Extracted entries Start Marker
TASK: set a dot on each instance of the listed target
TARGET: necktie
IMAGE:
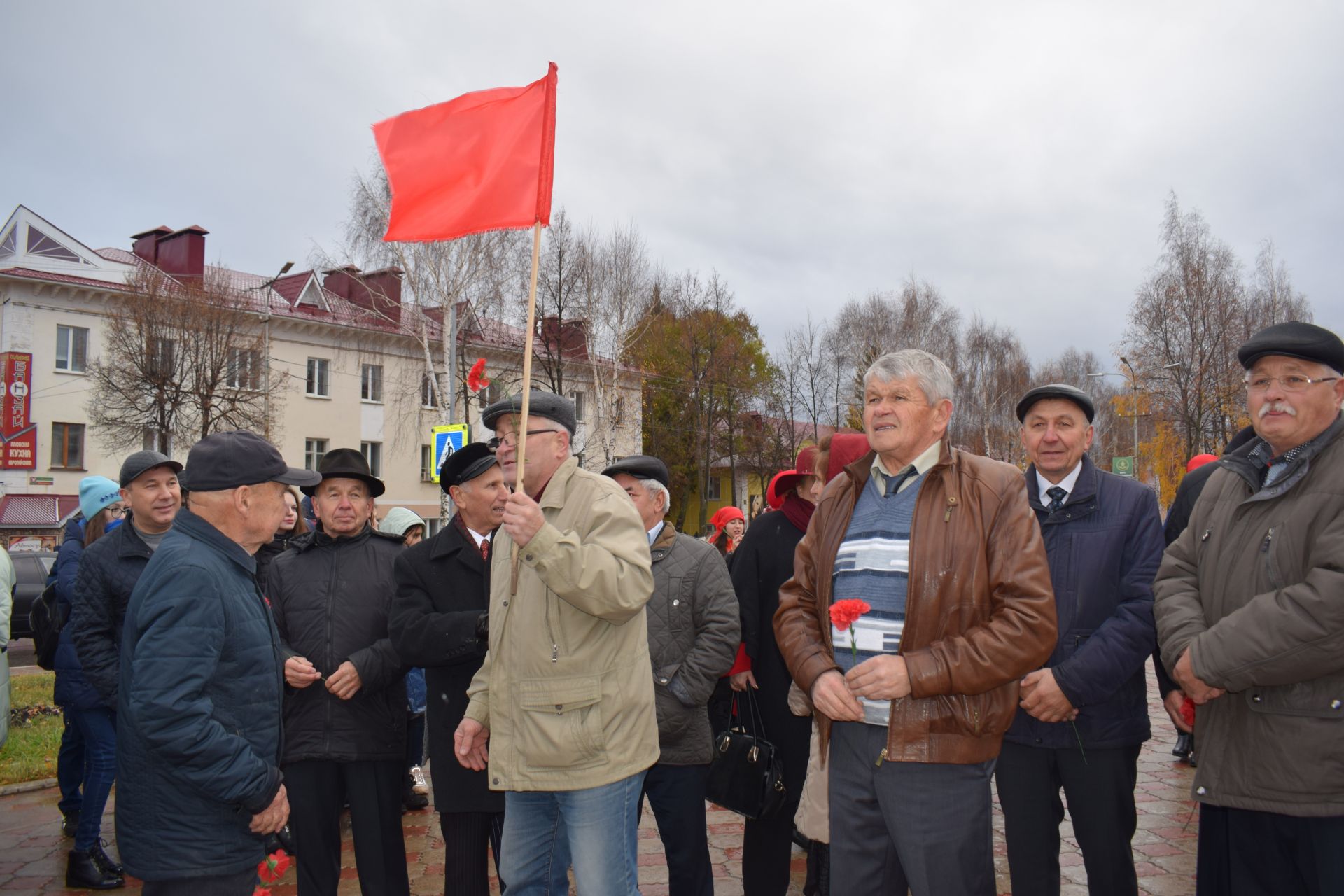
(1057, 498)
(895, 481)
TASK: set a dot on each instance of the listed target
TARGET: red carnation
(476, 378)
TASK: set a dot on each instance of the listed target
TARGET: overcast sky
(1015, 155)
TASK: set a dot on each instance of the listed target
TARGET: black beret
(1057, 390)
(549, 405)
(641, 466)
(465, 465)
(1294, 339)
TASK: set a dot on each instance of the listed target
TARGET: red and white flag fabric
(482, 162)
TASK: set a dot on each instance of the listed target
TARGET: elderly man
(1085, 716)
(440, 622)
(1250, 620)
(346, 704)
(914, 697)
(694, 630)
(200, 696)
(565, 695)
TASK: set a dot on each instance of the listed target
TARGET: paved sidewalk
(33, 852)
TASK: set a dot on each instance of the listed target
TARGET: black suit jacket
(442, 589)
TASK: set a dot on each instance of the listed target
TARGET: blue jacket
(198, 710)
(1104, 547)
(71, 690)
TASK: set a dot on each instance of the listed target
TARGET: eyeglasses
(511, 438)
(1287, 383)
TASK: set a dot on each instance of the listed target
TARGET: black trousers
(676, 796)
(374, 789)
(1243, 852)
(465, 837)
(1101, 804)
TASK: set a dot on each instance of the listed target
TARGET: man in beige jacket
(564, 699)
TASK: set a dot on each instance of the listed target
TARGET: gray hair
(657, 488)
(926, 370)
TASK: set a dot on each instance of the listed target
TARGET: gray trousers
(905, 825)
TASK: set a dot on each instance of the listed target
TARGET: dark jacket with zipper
Extracted entries End Marker
Set all of the records down once more, letter for letter, with the images removed.

- _Exercise solution_
TASK: set a dot on each instance of the listed target
TARGET: necktie
IMAGE:
(1057, 498)
(895, 481)
TASK: set a dot on each instance of the listed target
TARGET: red carnation
(476, 378)
TASK: set a dot on each instance of the listed target
TARGET: overcast sky
(1015, 155)
TASK: set a dot on each instance of the listed target
TARGET: black beret
(1057, 390)
(549, 405)
(641, 466)
(465, 465)
(1294, 339)
TASK: set a dot on each instance of the listed target
TARGET: red and white flag fabric
(482, 162)
TASK: set a dot on each instance of the listed target
TARGET: elderly man
(1085, 716)
(440, 622)
(1250, 620)
(346, 704)
(914, 697)
(694, 630)
(200, 696)
(565, 695)
TASK: set a dot on each instance of the listed target
TARGET: paved sidewalk
(33, 852)
TASK: set a dot on each instance of the listed target
TARGET: black suit jacket
(442, 589)
TASK: set a dot on each instance of the listed target
TARGET: blue jacket
(198, 710)
(1104, 547)
(71, 690)
TASK: set a dot on each instance of the listed target
TARGET: eyeglasses
(511, 438)
(1287, 383)
TASK: set a dot on each instance of the listed target
TARGET: black trousers
(676, 796)
(374, 789)
(1243, 852)
(465, 837)
(1101, 804)
TASK: set a dot on each instance of the listed target
TARGET: man in beige jacket
(564, 699)
TASK: set a dot on each instance of the listed target
TARGET: gray hair
(657, 488)
(926, 370)
TASK: set a dot on each instance of the listed target
TARGET: gray trousers
(905, 825)
TASK: set a dot on each instance of the listed target
TARGET: dark jacket with zipper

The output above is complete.